The exercise asks you to copy every line below in which "horse" appears.

#### Provided records

Content starts

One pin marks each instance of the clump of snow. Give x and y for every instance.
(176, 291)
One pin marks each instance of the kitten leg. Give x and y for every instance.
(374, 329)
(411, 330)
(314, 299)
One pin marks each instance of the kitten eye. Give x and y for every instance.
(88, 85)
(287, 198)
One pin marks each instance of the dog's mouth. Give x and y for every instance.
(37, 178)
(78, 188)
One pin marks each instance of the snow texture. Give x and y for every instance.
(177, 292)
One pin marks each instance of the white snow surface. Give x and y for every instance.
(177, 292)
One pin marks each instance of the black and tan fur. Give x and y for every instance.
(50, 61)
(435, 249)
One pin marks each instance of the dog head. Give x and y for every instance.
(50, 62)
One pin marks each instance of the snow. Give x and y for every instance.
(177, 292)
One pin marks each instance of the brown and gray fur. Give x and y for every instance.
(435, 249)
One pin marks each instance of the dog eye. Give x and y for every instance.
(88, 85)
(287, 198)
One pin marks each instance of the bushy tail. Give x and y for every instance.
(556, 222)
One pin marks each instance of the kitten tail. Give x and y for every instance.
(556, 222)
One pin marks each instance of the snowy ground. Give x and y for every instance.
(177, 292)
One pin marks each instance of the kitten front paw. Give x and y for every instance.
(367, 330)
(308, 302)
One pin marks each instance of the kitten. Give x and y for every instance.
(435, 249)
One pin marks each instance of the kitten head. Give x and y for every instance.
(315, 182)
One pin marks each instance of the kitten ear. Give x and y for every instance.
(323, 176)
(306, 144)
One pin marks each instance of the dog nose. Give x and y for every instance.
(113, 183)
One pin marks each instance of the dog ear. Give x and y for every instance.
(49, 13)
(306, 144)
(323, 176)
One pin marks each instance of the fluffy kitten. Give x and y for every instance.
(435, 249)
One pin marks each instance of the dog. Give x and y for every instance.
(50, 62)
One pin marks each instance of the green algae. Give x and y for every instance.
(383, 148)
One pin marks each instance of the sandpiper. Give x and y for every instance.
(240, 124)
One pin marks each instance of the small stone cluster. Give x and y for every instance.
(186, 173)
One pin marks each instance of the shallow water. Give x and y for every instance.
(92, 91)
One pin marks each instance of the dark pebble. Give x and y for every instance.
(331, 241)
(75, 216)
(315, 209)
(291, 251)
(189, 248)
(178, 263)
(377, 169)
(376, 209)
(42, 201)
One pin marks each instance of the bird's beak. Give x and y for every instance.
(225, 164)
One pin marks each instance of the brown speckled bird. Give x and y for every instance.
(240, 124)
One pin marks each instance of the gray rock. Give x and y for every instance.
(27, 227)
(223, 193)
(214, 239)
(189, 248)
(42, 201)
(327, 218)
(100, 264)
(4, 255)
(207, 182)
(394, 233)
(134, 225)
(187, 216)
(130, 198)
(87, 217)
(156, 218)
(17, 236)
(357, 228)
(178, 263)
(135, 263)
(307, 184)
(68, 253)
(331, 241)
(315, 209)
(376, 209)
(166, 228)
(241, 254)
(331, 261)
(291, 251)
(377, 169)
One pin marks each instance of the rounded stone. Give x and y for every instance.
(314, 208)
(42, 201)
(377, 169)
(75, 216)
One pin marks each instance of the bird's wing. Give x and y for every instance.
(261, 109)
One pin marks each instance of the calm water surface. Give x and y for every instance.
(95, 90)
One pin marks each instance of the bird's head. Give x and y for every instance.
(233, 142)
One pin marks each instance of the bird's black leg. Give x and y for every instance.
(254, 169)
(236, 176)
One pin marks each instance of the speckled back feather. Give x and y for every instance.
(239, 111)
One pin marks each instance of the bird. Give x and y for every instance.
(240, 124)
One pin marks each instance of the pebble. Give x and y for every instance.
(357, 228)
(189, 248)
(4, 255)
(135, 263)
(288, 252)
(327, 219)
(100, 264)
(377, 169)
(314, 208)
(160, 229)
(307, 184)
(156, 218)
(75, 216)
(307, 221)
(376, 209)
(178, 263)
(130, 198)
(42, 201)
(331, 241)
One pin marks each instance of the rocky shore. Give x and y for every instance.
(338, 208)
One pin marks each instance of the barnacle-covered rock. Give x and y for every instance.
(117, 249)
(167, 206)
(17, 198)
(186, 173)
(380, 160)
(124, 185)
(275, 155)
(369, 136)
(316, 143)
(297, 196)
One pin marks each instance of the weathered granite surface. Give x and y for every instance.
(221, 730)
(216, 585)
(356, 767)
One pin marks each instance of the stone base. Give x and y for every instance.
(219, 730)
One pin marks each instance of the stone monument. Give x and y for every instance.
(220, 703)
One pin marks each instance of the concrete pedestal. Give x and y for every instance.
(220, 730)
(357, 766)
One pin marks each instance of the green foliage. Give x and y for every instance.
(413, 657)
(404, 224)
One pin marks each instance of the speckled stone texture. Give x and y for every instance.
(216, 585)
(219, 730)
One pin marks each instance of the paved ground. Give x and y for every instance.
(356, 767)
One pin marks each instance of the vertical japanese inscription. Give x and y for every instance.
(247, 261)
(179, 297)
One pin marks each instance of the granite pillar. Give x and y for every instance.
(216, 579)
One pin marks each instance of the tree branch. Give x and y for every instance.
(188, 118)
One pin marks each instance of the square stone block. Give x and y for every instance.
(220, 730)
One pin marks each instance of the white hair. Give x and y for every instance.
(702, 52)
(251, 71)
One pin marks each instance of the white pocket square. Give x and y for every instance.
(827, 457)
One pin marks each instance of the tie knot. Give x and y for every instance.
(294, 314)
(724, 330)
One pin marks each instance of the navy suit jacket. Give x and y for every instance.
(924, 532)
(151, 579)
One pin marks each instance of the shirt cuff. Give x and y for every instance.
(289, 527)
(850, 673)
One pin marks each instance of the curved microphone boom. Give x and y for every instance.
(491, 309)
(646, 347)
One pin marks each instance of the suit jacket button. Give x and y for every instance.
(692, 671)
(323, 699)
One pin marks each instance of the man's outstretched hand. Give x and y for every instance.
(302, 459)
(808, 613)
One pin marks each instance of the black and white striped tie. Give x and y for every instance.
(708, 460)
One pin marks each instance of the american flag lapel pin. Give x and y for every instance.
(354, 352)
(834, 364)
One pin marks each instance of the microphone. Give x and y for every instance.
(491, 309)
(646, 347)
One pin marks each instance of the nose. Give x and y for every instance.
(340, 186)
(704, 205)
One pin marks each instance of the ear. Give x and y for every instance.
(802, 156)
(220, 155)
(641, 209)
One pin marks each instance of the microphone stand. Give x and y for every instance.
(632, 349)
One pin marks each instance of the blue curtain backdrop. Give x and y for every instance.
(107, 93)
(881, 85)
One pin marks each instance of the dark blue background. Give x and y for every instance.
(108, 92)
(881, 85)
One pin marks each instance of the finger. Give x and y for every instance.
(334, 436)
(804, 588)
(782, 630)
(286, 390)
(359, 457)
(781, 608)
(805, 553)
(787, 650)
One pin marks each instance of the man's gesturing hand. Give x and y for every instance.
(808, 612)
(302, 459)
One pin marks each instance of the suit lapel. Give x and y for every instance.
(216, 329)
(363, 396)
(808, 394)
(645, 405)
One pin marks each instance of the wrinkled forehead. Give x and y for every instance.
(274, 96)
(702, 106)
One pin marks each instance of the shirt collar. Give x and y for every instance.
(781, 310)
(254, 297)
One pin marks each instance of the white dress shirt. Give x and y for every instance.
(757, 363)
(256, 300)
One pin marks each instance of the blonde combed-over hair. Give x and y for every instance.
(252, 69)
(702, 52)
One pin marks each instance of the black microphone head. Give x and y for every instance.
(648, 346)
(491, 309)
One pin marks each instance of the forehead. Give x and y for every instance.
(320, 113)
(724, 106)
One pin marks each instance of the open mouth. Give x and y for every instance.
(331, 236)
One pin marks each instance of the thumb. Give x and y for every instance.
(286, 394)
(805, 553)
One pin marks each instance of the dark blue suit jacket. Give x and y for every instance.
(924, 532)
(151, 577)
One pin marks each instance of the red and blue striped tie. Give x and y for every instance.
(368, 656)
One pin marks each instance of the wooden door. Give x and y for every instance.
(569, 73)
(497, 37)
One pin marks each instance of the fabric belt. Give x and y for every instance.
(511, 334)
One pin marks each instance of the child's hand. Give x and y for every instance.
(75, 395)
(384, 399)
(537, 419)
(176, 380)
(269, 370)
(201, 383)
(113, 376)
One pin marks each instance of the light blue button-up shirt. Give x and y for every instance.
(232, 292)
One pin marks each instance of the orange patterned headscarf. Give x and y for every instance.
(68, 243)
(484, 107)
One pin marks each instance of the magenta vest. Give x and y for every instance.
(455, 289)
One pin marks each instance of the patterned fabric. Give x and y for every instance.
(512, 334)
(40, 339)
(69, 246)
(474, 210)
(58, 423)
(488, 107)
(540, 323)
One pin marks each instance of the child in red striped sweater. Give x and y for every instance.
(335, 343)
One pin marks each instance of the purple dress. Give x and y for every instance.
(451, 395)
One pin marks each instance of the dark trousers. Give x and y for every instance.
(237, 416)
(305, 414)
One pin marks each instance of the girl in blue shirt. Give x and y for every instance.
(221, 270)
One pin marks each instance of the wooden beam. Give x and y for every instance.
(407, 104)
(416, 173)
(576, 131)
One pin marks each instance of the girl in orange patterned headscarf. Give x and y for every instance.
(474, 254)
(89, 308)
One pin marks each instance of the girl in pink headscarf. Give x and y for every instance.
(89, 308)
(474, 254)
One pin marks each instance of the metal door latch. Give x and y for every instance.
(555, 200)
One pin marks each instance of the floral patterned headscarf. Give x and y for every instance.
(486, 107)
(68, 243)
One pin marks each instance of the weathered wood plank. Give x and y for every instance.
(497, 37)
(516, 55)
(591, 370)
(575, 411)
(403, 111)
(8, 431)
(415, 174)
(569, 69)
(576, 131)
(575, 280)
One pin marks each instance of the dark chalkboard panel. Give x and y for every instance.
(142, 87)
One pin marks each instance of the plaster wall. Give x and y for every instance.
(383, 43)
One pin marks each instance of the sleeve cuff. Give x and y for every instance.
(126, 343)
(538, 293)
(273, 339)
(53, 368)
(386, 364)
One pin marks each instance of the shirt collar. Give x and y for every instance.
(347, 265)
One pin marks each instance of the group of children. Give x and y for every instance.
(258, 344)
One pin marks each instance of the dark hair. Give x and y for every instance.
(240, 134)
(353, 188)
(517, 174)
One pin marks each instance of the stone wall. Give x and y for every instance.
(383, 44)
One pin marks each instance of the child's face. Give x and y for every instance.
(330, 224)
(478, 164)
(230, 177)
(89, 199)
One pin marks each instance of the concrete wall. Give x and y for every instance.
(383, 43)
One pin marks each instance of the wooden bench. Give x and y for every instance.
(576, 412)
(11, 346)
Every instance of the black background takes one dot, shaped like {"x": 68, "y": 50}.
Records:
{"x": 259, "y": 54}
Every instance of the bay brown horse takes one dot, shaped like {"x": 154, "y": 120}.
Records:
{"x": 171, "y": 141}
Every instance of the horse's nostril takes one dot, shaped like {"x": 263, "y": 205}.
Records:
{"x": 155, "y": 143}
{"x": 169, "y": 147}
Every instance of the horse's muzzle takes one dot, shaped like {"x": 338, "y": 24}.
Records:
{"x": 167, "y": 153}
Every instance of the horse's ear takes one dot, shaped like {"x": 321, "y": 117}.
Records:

Content ends

#### Expected answer
Every instance of the bay brown horse takes one dot, shaped like {"x": 154, "y": 120}.
Every instance of the horse's nostril takes one dot, shaped like {"x": 263, "y": 205}.
Every instance of the horse's muzzle takes one dot, shaped like {"x": 338, "y": 24}.
Every instance of the horse's ear takes one dot, shaped like {"x": 321, "y": 117}.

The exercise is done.